- **What is asked**
Reformat all of the items below as a numbered list, with no blank lines.
--------------------------------------------------
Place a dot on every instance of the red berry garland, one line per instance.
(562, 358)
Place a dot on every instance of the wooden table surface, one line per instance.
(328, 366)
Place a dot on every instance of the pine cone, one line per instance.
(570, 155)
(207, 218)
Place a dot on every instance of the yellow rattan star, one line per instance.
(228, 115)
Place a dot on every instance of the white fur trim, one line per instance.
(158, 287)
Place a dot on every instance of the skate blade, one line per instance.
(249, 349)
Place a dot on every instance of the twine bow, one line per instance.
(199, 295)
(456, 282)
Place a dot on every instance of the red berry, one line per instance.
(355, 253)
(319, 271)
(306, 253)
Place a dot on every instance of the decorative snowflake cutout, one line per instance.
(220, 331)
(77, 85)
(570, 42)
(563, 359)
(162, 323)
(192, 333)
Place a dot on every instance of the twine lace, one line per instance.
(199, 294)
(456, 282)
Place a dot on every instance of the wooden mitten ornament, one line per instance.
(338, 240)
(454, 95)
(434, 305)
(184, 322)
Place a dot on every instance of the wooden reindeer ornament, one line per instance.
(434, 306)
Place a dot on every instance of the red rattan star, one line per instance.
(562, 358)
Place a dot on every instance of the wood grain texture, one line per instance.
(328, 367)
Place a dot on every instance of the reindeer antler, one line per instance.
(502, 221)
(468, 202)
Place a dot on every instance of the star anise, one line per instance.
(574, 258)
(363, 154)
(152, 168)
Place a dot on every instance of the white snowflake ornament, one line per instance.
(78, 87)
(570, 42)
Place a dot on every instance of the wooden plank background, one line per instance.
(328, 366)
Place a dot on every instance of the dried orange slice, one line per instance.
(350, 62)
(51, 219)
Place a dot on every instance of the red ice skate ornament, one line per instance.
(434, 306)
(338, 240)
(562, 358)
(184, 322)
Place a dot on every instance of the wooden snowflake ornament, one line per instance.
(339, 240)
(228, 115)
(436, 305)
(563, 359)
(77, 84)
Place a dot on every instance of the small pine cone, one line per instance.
--------------------------------------------------
- **Final result**
1. Place a dot on every instance of the red berry garland, one line per instance.
2. (562, 358)
3. Place a dot on every instance of the wooden table surface, one line per instance.
4. (328, 366)
5. Place a dot on every instance of the pine cone, one line per instance.
6. (570, 155)
7. (207, 218)
8. Place a dot on every instance of the yellow rattan star, one line per instance.
9. (228, 115)
10. Place a dot on every instance of the white fur trim, one line per instance.
11. (158, 287)
12. Place a dot on every instance of the skate blade, one line per instance.
13. (249, 349)
14. Place a dot on every instance of the twine bow, one line per instance.
15. (199, 295)
16. (456, 282)
17. Place a dot on every instance of the red berry, one line per instance.
18. (355, 253)
19. (319, 271)
20. (306, 253)
21. Place a dot on every instance of the decorative snowflake cutout, one line per instance.
22. (220, 331)
23. (77, 85)
24. (570, 42)
25. (563, 359)
26. (162, 323)
27. (192, 333)
28. Place a dot on every instance of the twine lace, one line per instance.
29. (199, 294)
30. (456, 282)
31. Place a dot on every instance of the wooden mitten ornament, one line per instance.
32. (338, 240)
33. (454, 95)
34. (434, 305)
35. (184, 322)
36. Place a dot on every instance of the wooden reindeer ornament, one line per instance.
37. (434, 306)
38. Place a dot on every instance of the red rattan star, one line per instance.
39. (562, 358)
40. Place a dot on every instance of the wood grain texture, one line per instance.
41. (328, 367)
42. Place a dot on every instance of the reindeer antler, one line per instance.
43. (502, 221)
44. (468, 202)
45. Place a dot on every instance of the star anise, one line per instance.
46. (574, 258)
47. (363, 154)
48. (152, 168)
49. Place a dot on every instance of the white snowflake ornament, one line per instance.
50. (78, 87)
51. (570, 42)
52. Place a dot on every instance of the wooden plank background, one line per instance.
53. (328, 366)
54. Place a dot on every instance of the dried orange slice, one line per instance.
55. (350, 62)
56. (51, 219)
57. Place a dot on every instance of the red ice skate ornament, one line per instance.
58. (434, 306)
59. (338, 240)
60. (562, 358)
61. (184, 322)
62. Place a dot on every instance of the wooden snowflake ornament, one line per instance.
63. (339, 240)
64. (228, 115)
65. (436, 305)
66. (563, 359)
67. (77, 84)
68. Place a dot on every instance of the small pine cone, one line per instance.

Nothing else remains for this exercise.